Required work:
Recast each line of the records below as a numbered list, omitting any blank lines.

Excerpts from point annotation data:
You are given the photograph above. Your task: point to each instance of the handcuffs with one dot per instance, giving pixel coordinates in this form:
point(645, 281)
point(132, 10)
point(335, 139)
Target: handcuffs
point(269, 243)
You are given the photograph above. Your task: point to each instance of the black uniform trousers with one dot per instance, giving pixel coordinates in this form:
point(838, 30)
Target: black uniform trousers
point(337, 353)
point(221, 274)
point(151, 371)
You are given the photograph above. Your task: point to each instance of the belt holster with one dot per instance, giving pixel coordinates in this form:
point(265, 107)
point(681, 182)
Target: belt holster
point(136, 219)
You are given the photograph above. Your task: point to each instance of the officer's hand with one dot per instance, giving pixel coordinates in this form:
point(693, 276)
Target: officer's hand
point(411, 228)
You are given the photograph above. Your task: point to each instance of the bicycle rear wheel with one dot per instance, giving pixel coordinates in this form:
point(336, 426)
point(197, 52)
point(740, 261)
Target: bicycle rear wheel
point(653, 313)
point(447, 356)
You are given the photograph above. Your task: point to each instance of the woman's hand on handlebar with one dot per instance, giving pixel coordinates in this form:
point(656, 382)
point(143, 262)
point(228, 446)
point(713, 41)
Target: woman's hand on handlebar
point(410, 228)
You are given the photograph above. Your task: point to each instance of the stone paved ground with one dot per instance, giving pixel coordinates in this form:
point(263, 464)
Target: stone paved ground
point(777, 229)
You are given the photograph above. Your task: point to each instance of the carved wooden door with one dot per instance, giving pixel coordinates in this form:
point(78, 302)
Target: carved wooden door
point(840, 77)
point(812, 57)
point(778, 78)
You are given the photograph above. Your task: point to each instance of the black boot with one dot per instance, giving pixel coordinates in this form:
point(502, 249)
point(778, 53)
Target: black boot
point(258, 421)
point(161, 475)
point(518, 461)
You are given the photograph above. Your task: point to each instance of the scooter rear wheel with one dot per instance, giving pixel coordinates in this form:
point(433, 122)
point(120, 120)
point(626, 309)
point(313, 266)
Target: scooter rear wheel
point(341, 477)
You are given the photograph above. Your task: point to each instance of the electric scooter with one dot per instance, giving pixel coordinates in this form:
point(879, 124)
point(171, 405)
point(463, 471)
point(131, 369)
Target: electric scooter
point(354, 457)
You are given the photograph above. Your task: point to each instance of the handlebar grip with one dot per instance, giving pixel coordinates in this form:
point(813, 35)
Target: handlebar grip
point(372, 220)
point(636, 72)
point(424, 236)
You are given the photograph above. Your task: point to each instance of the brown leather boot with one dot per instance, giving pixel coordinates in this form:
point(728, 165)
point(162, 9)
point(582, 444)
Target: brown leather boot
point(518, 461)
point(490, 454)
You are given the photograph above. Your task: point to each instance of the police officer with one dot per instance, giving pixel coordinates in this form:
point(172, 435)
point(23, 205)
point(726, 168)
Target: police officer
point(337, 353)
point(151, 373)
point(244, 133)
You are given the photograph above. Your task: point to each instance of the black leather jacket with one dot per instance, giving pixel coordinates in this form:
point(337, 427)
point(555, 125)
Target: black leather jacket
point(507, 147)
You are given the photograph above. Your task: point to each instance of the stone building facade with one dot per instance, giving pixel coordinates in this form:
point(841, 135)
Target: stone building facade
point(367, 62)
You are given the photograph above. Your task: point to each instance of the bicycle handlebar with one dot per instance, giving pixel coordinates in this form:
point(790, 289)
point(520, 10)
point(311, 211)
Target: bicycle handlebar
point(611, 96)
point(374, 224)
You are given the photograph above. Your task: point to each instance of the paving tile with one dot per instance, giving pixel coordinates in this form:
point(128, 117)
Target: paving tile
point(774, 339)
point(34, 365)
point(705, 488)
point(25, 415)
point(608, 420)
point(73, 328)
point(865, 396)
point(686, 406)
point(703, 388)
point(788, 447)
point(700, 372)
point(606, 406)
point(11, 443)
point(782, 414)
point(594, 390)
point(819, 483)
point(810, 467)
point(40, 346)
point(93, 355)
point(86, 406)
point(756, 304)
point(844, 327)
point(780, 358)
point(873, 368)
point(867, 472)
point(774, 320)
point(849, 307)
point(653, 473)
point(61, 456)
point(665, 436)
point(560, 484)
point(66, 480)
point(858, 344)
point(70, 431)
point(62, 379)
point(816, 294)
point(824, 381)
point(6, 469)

Problem solution:
1. You are given the photograph above. Your task: point to each instance of the handcuffs with one dot per instance, giving pixel coordinates in this form:
2. point(645, 281)
3. point(132, 10)
4. point(335, 139)
5. Target: handcuffs
6. point(269, 243)
7. You are given the photograph above. Your task: point to each instance of the black uniform trousers with one dot per instance, giving pixel coordinates in this form:
8. point(838, 30)
9. Target: black uniform trousers
10. point(337, 353)
11. point(221, 274)
12. point(151, 371)
13. You are given the photograph above. Your task: point to each instance of the belt holster with one dot per instance, giving pixel coordinates in this form:
14. point(265, 107)
15. point(681, 182)
16. Target: belt holster
17. point(136, 219)
18. You are given the photograph above. Your task: point to each instance of the officer's hand with one dot per instance, giving pixel coordinates in this form:
19. point(693, 276)
20. Target: officer's hand
21. point(411, 228)
22. You are given the photograph above. Your task: point to each instance of the bicycle rear wheel with one dot per instance, giving pixel coordinates in this form:
23. point(336, 426)
24. point(197, 52)
25. point(740, 261)
26. Target: bicycle rear wheel
27. point(653, 313)
28. point(447, 356)
29. You are given the photograph above. Your task: point to each instance of the woman's hand on handlebar with one dot per instance, giving pixel coordinates in this form:
30. point(656, 382)
31. point(143, 262)
32. point(228, 446)
33. point(713, 41)
34. Target: woman's hand on handlebar
35. point(410, 228)
36. You are given the photograph above. Your task: point to each instance of the stone paved ground with one dot per instance, giving pixel coordinates in this form:
37. point(263, 464)
38. Target: stone paved ground
39. point(777, 229)
40. You are given the photograph above. Your task: point to each instance of the carved wooden door with one dot per instance, giving pixel coordinates in this form:
41. point(78, 302)
42. Target: carved wooden door
43. point(840, 77)
44. point(812, 57)
45. point(778, 78)
46. You are given the photograph above. Your task: point to each instance of the black boot with one dot per instance, giving pixel coordinates in this form:
47. point(502, 249)
48. point(778, 53)
49. Target: black boot
50. point(258, 421)
51. point(161, 475)
52. point(518, 461)
53. You are given the photograph above. Your task: point to each instance of the scooter rear wheel with one dot per instance, giving pixel coordinates in this form:
54. point(433, 122)
55. point(120, 120)
56. point(626, 309)
57. point(313, 266)
58. Target: scooter rear wheel
59. point(341, 477)
60. You are given the photograph above. Your task: point to each instance of the electric scooter with one dot per instance, giving pixel coordinates in this form:
61. point(879, 124)
62. point(171, 405)
63. point(463, 471)
64. point(131, 369)
65. Target: electric scooter
66. point(354, 457)
67. You are given the photograph above. Your task: point to each instance of the handlebar grip with one dot per instance, giving pixel coordinates in this form:
68. point(813, 35)
69. Target: handlebar grip
70. point(372, 220)
71. point(636, 72)
72. point(424, 236)
73. You are given the photograph above. Your task: point to each instance of the brown leather boot with one dot per instance, giving pixel coordinates in this form:
74. point(728, 165)
75. point(162, 9)
76. point(582, 444)
77. Target: brown leather boot
78. point(518, 461)
79. point(490, 454)
80. You are given the photograph above. Your task: point to each instance of the police officer with one dot per instance, giving pixel coordinates in this form:
81. point(172, 435)
82. point(23, 205)
83. point(726, 168)
84. Target: police officer
85. point(337, 353)
86. point(151, 373)
87. point(244, 133)
88. You are given the photograph above. Your task: point to each instance of the black leather jacket with one dot per instance, giving pixel coordinates in this form:
89. point(337, 427)
90. point(555, 125)
91. Target: black leather jacket
92. point(507, 147)
93. You are given the photograph above. Your task: point to each instance of the stone building facade with one dot per instance, giving pixel coordinates in this form:
94. point(841, 135)
95. Target: stone building facade
96. point(367, 62)
97. You are given the photograph above. Your task: point to each instance of the bicycle handlebar with one dot per instance, giving pixel coordinates in this form:
98. point(790, 289)
99. point(520, 10)
100. point(311, 211)
101. Target: bicycle handlebar
102. point(611, 96)
103. point(374, 224)
104. You are given the photograph above. Your task: point to each instance of the paving tile with one dot per instance, giving pixel coordinates in this form:
105. point(128, 117)
106. Target: paving tile
107. point(774, 339)
108. point(34, 365)
109. point(705, 488)
110. point(25, 415)
111. point(608, 420)
112. point(73, 328)
113. point(865, 396)
114. point(686, 406)
115. point(703, 388)
116. point(788, 447)
117. point(700, 372)
118. point(606, 406)
119. point(11, 443)
120. point(782, 414)
121. point(594, 390)
122. point(819, 483)
123. point(810, 467)
124. point(40, 346)
125. point(93, 355)
126. point(86, 406)
127. point(756, 304)
128. point(844, 327)
129. point(780, 358)
130. point(873, 368)
131. point(867, 472)
132. point(774, 320)
133. point(849, 307)
134. point(653, 473)
135. point(61, 456)
136. point(665, 436)
137. point(560, 484)
138. point(66, 480)
139. point(858, 344)
140. point(70, 431)
141. point(62, 379)
142. point(816, 294)
143. point(824, 381)
144. point(6, 469)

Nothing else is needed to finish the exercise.